=== Data entries ===
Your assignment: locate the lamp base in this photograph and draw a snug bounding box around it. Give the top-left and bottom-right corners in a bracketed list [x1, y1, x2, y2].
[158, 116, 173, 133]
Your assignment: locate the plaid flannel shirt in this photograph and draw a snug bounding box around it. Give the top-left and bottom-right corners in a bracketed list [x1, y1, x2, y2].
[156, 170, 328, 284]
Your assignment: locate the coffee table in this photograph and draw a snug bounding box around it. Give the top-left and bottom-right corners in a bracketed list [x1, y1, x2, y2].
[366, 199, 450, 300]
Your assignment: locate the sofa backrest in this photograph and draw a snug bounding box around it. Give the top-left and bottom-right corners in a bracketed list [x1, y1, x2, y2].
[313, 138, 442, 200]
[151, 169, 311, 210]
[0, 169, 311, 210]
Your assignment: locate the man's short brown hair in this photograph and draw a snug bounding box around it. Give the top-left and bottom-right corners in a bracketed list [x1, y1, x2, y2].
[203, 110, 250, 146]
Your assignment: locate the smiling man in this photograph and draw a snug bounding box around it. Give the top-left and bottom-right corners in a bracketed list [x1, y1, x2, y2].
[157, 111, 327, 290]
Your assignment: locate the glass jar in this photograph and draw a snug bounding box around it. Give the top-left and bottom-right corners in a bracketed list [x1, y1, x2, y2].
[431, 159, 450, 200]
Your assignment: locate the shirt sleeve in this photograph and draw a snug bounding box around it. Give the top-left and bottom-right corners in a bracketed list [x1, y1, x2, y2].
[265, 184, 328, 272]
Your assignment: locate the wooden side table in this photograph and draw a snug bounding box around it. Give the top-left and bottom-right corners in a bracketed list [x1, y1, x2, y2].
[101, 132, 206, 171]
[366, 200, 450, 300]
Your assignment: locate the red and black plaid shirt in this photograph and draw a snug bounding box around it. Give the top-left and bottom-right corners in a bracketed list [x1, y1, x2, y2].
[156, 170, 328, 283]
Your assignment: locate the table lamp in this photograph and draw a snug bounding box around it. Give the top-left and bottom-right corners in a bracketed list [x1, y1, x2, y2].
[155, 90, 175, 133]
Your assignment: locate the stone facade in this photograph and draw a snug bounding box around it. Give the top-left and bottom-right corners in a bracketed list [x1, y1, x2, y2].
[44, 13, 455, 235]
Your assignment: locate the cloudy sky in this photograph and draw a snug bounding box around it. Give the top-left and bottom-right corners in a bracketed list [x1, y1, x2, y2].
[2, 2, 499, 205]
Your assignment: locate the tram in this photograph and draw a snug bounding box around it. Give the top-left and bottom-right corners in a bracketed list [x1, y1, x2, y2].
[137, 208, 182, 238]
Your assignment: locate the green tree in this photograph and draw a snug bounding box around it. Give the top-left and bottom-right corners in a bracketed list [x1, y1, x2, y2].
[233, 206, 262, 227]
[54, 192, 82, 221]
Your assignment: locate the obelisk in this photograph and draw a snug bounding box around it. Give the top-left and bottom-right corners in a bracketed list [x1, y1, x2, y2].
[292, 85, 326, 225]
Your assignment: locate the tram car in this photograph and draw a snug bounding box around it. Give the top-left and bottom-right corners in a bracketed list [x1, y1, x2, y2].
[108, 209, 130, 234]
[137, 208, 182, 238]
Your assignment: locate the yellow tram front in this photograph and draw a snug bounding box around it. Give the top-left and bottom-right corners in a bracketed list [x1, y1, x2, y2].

=== Task goal ===
Put every line of the records above into a JSON array of strings, one string per line, and leave out any blank lines.

=== Solution to the problem ===
[
  "Your assignment: locate the lamp base in this photograph and draw a snug bounding box around it. Give the top-left and bottom-right corners in a bracketed list [x1, y1, x2, y2].",
  "[158, 116, 173, 133]",
  "Your assignment: locate the plaid flannel shirt in this photograph and draw a snug bounding box around it. Give the top-left and bottom-right corners in a bracketed list [x1, y1, x2, y2].",
  "[156, 170, 328, 284]",
  "Your assignment: locate the coffee table in this photograph and draw a snug bounding box around it. Give the top-left and bottom-right corners in a bracketed list [x1, y1, x2, y2].",
  "[366, 199, 450, 300]",
  "Your assignment: locate the sofa backrest in this photograph and draw a snug bounding box around it. Give the top-left and bottom-right corners in a bracketed list [x1, y1, x2, y2].",
  "[313, 138, 442, 200]",
  "[151, 169, 311, 210]",
  "[0, 169, 311, 210]",
  "Your assignment: locate the man's short brown hair in this photograph and draw a snug bounding box around it. Give the top-left and bottom-right corners in a bracketed list [x1, y1, x2, y2].",
  "[203, 110, 250, 146]",
  "Your assignment: locate the smiling man in this photograph and draw a snug bounding box around it. Give the top-left and bottom-right corners in a bracketed list [x1, y1, x2, y2].",
  "[157, 111, 327, 290]",
  "Your assignment: locate the glass jar in this photograph and draw a snug bounding box around it. Give the top-left and bottom-right corners in a bracketed list [x1, y1, x2, y2].",
  "[431, 159, 450, 200]",
  "Your assignment: locate the shirt sleeve in this photograph and draw a snug bounding box around it. Give the top-left and bottom-right corners in a bracketed list [x1, y1, x2, y2].",
  "[265, 184, 328, 272]",
  "Your assignment: locate the wooden side table in this photograph and draw a snug bounding box around it. Give the top-left and bottom-right corners in a bracketed list [x1, y1, x2, y2].",
  "[101, 132, 206, 171]",
  "[366, 200, 450, 300]",
  "Your assignment: locate the red and black plaid shirt in this photograph and draw a snug bounding box around it. Give the top-left and bottom-right corners in a bracketed list [x1, y1, x2, y2].",
  "[156, 170, 328, 283]",
  "Your assignment: locate the table lamp in this photograph and draw a snug bounding box around it. Give the top-left and bottom-right corners in a bracketed list [x1, y1, x2, y2].",
  "[155, 90, 175, 133]",
  "Your assignment: locate the stone facade in this photograph and draw a snug bounding box around it. Give the top-left and bottom-right corners in a bracketed list [x1, y1, x2, y2].",
  "[44, 13, 455, 235]",
  "Your assignment: locate the cloudy sky in this photograph and draw a snug bounding box around it. Give the top-left and bottom-right corners in a bracketed list [x1, y1, x2, y2].",
  "[2, 2, 499, 205]",
  "Your assignment: locate the tram in this photograph and draw a snug bounding box around it. Give the top-left and bottom-right corners in a bracketed list [x1, y1, x2, y2].",
  "[137, 208, 182, 238]",
  "Your assignment: locate the green tree in this photograph and draw a snug bounding box around it. Give the top-left and bottom-right corners in a bracketed list [x1, y1, x2, y2].",
  "[233, 206, 262, 227]",
  "[54, 192, 82, 221]",
  "Your assignment: locate the obelisk in this photograph and draw a snug bounding box around it. Give the top-left and bottom-right corners in a bracketed list [x1, y1, x2, y2].",
  "[292, 85, 326, 225]",
  "Your assignment: locate the tram car in this photograph and draw a snug bounding box around it. Give the top-left and bottom-right corners in a bracketed list [x1, y1, x2, y2].",
  "[108, 209, 130, 234]",
  "[137, 208, 182, 238]",
  "Your assignment: locate the yellow tram front in this photograph and draw a snug bounding box around it. Give the top-left and bottom-right corners in a bracketed list [x1, y1, x2, y2]."
]